STATED PROBLEM:
Set down exactly the lines running from the line with "Exercise. Point to every instance of the blue jersey" to the end of the listing below, both ends included.

======

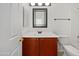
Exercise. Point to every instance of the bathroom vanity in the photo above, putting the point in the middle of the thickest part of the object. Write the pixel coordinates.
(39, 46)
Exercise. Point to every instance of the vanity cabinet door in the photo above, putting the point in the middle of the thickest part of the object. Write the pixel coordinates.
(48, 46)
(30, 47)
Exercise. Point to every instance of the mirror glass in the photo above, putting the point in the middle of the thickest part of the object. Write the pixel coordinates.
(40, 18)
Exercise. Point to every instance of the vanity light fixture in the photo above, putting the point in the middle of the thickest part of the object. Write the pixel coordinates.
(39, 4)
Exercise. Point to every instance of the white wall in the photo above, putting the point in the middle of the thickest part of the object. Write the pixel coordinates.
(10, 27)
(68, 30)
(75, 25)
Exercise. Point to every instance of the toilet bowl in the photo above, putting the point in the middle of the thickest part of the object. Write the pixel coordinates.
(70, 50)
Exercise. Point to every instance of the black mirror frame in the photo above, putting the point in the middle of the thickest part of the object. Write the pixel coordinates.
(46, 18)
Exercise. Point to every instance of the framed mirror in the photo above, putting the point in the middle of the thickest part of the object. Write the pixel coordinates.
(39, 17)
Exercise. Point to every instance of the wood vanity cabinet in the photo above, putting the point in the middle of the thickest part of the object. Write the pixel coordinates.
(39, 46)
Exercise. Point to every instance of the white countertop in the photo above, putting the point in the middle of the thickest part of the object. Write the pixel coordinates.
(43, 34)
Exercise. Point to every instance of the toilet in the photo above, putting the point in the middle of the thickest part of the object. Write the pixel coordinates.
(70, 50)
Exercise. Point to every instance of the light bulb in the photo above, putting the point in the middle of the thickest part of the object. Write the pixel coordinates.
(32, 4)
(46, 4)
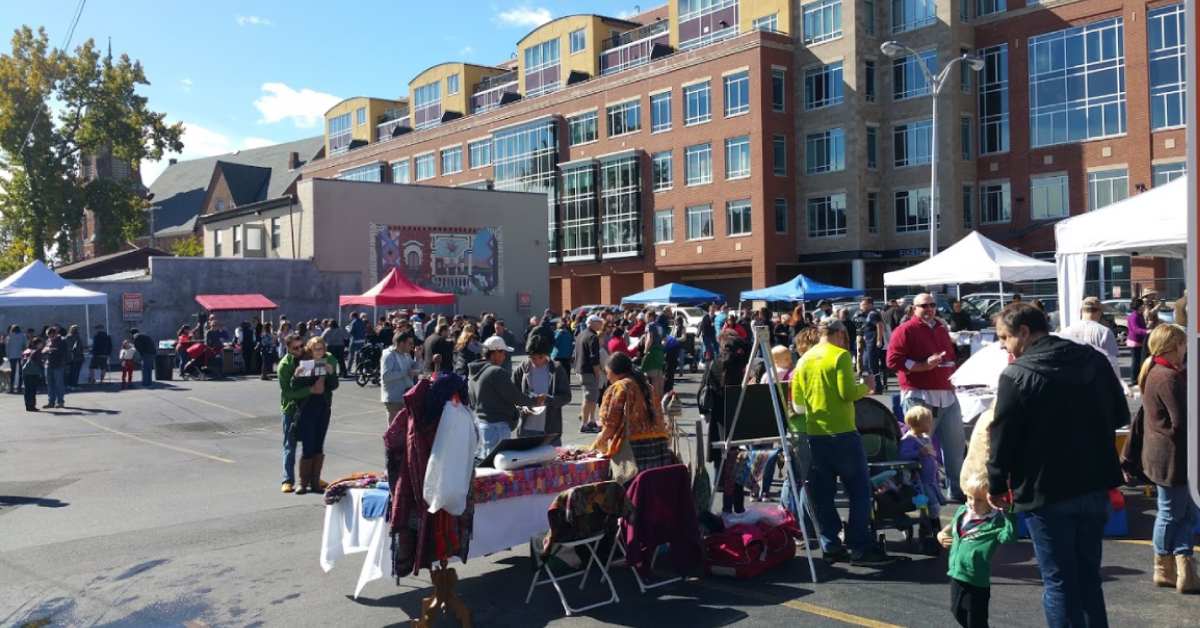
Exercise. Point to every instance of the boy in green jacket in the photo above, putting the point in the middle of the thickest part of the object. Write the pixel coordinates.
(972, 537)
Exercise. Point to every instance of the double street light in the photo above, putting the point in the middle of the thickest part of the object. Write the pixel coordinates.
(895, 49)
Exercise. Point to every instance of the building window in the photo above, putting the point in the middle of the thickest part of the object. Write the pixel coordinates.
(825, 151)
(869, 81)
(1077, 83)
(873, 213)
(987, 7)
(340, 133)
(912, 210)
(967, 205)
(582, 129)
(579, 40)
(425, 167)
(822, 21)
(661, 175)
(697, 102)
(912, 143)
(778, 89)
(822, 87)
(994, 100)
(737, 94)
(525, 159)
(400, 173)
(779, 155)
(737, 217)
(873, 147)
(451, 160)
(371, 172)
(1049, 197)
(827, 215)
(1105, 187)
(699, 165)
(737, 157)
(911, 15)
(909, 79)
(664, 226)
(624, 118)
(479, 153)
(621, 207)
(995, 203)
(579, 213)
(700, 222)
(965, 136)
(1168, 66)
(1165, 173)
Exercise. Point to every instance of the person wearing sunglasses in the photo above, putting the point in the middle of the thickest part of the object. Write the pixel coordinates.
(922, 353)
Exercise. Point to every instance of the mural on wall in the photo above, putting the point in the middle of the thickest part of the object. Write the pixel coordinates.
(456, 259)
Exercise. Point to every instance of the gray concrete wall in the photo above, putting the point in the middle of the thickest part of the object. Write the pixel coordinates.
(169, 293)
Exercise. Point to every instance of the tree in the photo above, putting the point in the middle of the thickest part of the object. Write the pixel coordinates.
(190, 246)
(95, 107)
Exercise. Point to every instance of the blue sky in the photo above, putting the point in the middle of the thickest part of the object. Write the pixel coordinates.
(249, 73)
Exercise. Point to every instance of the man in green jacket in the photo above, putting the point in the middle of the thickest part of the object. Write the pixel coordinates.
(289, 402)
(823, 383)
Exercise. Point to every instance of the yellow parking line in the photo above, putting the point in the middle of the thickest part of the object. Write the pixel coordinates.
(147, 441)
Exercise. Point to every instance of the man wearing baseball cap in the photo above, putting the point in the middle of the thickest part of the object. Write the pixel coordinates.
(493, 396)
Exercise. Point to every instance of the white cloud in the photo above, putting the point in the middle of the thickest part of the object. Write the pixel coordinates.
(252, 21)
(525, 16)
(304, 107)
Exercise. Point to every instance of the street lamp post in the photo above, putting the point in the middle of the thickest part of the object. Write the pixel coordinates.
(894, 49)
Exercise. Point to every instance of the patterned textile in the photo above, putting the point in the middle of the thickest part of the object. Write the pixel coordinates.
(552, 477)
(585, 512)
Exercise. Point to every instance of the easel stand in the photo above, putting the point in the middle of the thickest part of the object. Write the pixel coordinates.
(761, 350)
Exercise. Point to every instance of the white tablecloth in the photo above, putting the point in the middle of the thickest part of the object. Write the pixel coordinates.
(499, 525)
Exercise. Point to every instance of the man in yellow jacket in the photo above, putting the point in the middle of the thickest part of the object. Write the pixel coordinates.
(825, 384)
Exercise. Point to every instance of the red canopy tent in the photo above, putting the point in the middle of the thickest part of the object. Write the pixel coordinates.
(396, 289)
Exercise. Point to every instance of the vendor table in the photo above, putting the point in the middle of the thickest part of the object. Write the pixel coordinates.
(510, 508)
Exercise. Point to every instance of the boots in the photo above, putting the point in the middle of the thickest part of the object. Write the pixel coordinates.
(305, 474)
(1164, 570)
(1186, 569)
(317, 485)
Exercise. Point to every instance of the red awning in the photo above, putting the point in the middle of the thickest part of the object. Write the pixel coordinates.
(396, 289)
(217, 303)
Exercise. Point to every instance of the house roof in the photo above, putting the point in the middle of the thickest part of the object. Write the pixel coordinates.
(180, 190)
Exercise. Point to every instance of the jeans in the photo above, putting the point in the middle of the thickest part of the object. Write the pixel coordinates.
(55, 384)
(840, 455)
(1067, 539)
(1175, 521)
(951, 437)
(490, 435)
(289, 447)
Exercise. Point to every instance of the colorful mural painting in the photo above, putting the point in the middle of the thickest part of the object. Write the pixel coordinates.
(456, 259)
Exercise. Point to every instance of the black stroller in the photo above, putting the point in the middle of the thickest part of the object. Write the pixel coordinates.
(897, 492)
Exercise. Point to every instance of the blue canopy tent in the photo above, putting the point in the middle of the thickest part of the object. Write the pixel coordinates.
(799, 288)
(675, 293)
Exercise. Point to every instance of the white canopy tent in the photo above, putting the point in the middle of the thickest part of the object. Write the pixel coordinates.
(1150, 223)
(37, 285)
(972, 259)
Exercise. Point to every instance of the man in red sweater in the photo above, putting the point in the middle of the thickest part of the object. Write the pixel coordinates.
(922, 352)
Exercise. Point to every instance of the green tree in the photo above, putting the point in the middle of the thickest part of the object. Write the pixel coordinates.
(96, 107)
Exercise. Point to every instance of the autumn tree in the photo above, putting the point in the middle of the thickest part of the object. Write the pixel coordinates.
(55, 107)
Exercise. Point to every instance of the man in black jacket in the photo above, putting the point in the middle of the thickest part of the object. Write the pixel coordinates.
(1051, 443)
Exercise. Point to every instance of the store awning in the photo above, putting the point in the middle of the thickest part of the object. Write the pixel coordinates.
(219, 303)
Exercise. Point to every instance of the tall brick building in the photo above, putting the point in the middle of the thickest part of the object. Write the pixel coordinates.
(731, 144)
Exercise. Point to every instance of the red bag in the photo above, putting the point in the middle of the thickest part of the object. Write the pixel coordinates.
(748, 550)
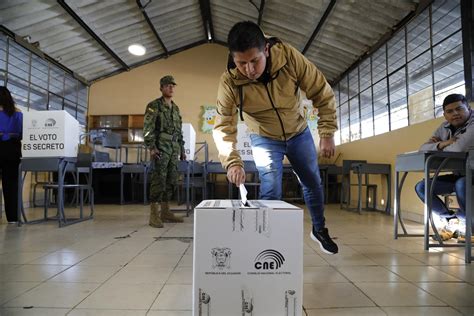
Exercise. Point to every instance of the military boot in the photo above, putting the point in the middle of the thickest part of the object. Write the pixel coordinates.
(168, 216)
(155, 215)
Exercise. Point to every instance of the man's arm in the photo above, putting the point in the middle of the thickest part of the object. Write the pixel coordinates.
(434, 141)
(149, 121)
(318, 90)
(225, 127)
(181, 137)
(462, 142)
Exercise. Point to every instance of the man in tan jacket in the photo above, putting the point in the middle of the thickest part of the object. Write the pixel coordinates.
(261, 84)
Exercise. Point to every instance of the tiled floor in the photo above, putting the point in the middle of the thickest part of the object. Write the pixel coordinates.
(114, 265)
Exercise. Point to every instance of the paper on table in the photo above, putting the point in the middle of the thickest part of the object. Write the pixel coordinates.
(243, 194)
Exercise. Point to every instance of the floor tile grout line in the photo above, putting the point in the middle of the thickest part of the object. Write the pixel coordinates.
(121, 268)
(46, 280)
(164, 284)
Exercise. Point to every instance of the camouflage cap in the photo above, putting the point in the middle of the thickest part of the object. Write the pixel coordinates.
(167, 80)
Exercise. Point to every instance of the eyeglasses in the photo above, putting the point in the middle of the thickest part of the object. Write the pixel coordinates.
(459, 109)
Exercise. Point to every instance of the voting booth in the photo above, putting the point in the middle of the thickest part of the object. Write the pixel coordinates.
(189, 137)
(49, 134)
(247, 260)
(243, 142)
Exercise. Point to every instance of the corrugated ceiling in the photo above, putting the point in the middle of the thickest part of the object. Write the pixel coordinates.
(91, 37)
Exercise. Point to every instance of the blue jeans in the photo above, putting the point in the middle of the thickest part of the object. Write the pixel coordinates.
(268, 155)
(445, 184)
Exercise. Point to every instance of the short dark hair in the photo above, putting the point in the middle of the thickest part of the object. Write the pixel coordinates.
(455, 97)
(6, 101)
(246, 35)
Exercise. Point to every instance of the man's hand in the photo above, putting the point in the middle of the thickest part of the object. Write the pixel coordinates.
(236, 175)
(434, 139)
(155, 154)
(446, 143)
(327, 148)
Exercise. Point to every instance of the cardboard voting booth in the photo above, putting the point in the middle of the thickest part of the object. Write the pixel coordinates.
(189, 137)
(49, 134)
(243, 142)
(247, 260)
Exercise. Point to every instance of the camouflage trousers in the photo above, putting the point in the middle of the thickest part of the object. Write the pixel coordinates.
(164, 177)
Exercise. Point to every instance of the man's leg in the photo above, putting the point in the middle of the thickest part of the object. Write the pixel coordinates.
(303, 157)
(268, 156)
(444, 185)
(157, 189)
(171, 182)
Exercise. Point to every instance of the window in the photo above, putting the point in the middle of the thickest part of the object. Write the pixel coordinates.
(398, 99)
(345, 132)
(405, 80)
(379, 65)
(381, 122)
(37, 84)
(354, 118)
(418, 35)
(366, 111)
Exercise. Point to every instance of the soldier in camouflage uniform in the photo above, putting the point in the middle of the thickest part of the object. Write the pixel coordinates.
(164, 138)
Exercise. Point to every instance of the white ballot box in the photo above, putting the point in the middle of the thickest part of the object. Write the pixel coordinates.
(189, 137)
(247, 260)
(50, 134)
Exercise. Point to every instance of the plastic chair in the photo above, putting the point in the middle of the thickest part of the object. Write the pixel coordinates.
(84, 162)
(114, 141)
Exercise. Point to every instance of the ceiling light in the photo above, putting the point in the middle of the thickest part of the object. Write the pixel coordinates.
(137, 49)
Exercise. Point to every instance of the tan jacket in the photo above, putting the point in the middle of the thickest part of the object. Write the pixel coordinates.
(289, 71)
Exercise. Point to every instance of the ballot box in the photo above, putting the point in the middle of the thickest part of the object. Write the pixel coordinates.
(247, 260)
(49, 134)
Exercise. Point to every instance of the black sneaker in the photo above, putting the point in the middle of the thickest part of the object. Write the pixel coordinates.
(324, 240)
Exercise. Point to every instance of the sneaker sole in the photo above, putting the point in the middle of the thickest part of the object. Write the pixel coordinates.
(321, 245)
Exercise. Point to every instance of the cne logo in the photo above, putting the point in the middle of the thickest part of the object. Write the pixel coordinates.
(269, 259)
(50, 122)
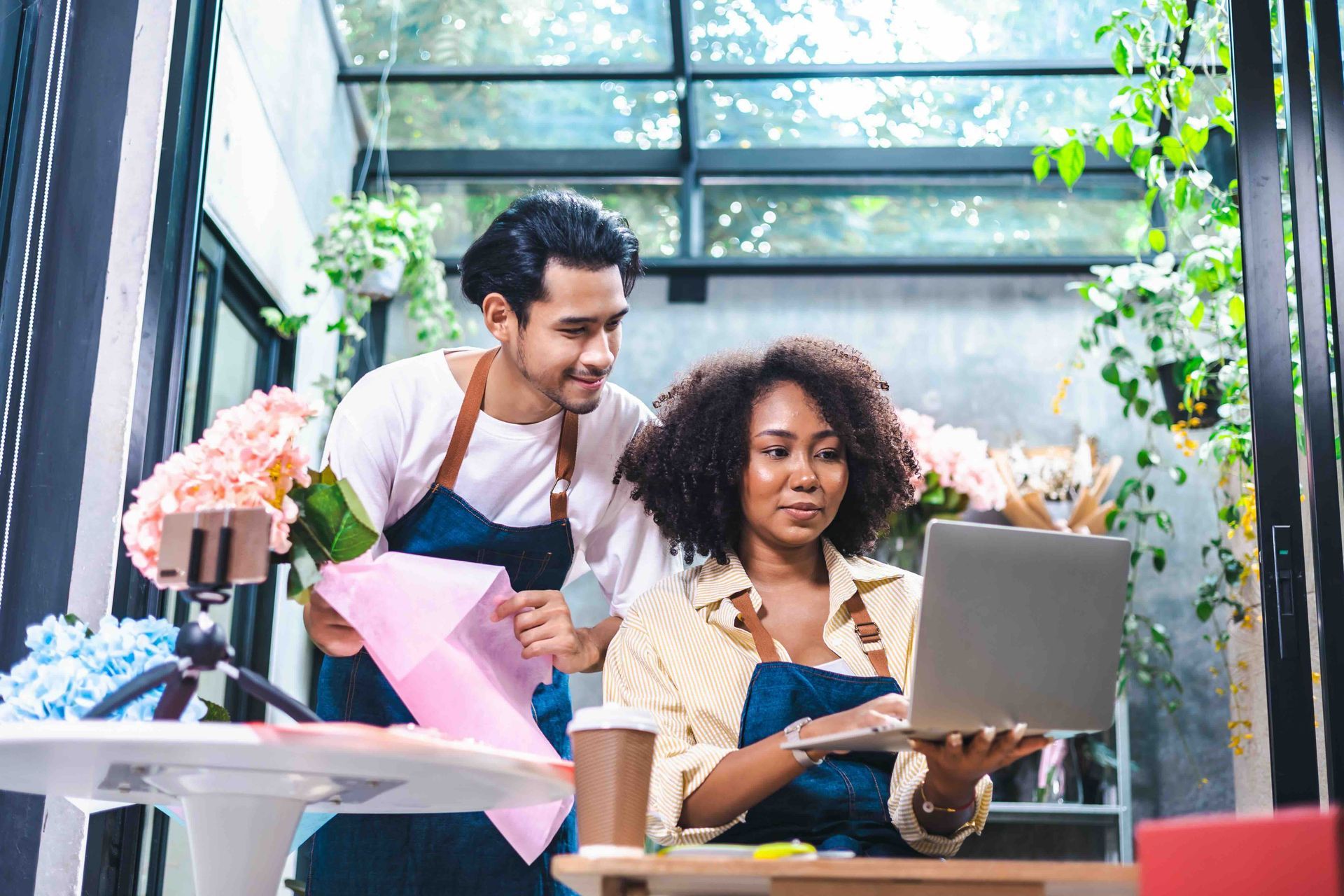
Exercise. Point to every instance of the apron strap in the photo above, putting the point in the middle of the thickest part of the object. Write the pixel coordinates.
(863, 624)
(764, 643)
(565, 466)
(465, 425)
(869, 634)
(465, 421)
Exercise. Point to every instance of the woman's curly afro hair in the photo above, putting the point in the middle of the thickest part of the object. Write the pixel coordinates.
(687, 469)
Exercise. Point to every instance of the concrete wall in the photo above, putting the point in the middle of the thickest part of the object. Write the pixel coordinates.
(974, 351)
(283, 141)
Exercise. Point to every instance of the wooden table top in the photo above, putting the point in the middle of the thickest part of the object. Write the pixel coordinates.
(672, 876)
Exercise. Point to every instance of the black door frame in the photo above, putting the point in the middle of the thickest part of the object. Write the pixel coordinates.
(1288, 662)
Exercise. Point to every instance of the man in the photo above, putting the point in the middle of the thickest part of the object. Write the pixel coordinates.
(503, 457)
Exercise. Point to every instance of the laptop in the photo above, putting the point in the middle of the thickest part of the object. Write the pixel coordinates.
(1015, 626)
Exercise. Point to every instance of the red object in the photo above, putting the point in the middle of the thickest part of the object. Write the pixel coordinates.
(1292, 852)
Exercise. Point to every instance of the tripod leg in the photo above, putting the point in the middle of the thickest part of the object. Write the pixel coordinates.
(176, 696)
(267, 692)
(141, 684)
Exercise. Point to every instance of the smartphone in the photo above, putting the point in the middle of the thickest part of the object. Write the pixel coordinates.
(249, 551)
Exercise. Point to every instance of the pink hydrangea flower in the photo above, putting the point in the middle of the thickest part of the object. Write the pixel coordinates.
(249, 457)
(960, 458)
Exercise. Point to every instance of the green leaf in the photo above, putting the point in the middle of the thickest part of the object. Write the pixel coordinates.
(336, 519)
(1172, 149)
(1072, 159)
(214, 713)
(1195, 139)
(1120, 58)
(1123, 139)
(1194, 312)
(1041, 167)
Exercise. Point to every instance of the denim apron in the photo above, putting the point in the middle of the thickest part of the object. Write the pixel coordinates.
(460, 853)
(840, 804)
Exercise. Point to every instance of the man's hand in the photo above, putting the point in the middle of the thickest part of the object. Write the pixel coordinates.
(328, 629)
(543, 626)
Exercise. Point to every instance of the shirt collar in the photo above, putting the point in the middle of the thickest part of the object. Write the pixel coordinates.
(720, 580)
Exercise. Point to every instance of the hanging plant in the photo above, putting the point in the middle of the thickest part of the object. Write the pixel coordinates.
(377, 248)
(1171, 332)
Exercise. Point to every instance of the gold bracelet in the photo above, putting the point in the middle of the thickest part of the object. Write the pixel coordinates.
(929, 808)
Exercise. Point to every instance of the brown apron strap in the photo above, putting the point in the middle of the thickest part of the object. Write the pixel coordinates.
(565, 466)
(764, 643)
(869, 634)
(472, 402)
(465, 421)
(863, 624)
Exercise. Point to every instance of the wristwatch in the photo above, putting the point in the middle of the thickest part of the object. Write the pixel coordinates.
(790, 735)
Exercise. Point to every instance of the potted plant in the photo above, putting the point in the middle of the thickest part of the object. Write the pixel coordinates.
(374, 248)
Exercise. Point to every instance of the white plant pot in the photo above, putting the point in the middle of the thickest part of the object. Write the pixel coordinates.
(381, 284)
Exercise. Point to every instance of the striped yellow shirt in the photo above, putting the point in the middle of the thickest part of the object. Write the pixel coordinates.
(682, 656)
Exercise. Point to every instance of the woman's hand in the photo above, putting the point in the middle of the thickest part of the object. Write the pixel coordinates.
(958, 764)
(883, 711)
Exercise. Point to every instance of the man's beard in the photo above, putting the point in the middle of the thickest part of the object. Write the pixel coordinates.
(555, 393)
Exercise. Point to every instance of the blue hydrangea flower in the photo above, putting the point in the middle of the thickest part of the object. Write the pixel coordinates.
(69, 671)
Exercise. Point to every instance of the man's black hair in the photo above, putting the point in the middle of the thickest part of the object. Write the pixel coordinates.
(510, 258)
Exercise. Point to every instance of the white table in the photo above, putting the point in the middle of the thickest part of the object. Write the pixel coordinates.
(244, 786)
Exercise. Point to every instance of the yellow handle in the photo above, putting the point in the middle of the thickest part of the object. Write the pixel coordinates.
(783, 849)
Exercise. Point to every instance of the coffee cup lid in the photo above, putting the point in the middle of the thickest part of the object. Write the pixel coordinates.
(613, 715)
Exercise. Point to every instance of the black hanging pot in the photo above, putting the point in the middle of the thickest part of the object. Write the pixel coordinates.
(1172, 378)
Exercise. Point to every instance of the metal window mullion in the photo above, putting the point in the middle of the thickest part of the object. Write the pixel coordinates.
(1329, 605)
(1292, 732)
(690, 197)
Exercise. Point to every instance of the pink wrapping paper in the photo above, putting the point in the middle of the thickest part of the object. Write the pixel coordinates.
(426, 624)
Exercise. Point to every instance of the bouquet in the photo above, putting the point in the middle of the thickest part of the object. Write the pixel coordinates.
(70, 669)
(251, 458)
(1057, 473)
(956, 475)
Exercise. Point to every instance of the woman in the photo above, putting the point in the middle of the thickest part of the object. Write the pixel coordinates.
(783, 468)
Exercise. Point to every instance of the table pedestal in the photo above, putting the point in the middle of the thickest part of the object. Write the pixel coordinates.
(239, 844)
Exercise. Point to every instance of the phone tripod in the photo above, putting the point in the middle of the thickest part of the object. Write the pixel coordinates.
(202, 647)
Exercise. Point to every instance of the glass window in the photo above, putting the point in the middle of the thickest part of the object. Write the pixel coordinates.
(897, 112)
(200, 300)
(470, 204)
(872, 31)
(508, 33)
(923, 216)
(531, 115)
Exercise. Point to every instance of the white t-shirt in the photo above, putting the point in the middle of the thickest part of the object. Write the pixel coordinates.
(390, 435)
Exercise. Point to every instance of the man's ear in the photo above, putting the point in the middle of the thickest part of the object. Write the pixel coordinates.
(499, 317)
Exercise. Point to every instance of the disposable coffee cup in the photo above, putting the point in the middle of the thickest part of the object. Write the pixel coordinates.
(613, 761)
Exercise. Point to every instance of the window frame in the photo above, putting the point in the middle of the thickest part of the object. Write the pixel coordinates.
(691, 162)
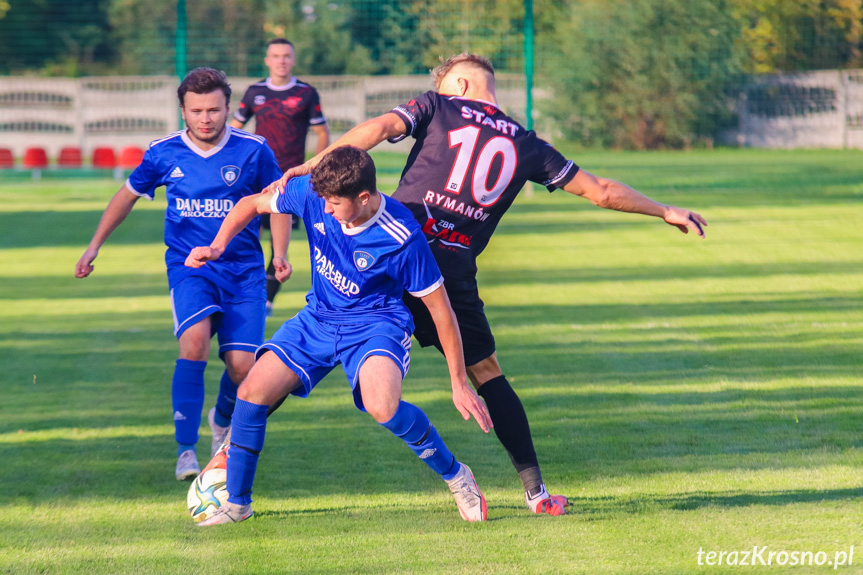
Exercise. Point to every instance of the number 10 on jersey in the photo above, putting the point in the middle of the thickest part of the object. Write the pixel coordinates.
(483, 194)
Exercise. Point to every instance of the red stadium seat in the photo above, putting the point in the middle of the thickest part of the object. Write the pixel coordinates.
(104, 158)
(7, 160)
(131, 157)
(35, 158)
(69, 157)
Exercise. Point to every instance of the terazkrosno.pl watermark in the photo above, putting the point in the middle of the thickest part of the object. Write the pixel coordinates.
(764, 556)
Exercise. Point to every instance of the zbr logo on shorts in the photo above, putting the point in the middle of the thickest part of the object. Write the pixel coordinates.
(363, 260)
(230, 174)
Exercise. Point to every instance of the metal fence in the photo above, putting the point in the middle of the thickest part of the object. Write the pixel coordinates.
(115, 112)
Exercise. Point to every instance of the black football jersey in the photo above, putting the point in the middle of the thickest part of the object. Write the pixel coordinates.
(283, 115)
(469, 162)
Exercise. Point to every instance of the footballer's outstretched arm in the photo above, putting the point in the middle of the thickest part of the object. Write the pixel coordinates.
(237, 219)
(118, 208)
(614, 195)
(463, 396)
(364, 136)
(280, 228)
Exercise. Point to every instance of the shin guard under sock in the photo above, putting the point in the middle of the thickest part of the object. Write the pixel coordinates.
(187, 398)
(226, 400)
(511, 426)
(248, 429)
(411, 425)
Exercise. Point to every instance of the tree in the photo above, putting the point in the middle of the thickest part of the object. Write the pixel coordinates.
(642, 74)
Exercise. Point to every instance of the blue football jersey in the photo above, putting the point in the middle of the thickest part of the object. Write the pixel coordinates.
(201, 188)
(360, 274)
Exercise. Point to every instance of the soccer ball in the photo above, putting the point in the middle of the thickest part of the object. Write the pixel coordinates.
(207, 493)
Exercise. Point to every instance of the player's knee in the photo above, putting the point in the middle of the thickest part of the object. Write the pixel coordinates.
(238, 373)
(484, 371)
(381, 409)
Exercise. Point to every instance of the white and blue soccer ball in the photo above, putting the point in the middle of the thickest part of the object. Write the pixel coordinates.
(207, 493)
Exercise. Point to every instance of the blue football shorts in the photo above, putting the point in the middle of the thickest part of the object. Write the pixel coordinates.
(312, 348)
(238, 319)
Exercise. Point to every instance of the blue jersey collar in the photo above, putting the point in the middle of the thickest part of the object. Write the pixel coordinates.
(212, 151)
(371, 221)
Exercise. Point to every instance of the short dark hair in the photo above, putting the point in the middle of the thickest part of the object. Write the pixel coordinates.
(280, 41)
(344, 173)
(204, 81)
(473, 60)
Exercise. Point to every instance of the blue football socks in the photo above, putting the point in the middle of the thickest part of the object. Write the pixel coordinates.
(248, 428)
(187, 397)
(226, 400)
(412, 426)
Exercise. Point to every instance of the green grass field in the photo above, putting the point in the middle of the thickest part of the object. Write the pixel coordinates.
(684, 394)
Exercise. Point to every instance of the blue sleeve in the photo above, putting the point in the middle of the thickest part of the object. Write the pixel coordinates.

======

FINISHED ANSWER:
Exercise. Point to every instance of the blue jersey collar in the photo above, putting the point in the middle of the thickest part of the object. Write the pixel coordinates.
(212, 151)
(371, 221)
Exercise. Point to every instance of the short dark hair in the photo above, putting the point in the middle of the thickest part of the object. Write the pixel coordinates.
(280, 41)
(344, 173)
(204, 81)
(473, 60)
Exercise. Point to every instance of the blue football socks in the photo above, putting the point in the middle of the thickest part of the object. Write the pixel coordinates.
(248, 428)
(187, 397)
(226, 400)
(412, 426)
Exercise. Point to every instance of the green grass field in the photo above, putting the point in the middle of the thickest part of the object. Write the pixel coordinates.
(684, 394)
Exercise. Point to every instance of the blue sleeve in the photo above, putting the point in the middle of the thickest part of the object. Write the pixel coordinates.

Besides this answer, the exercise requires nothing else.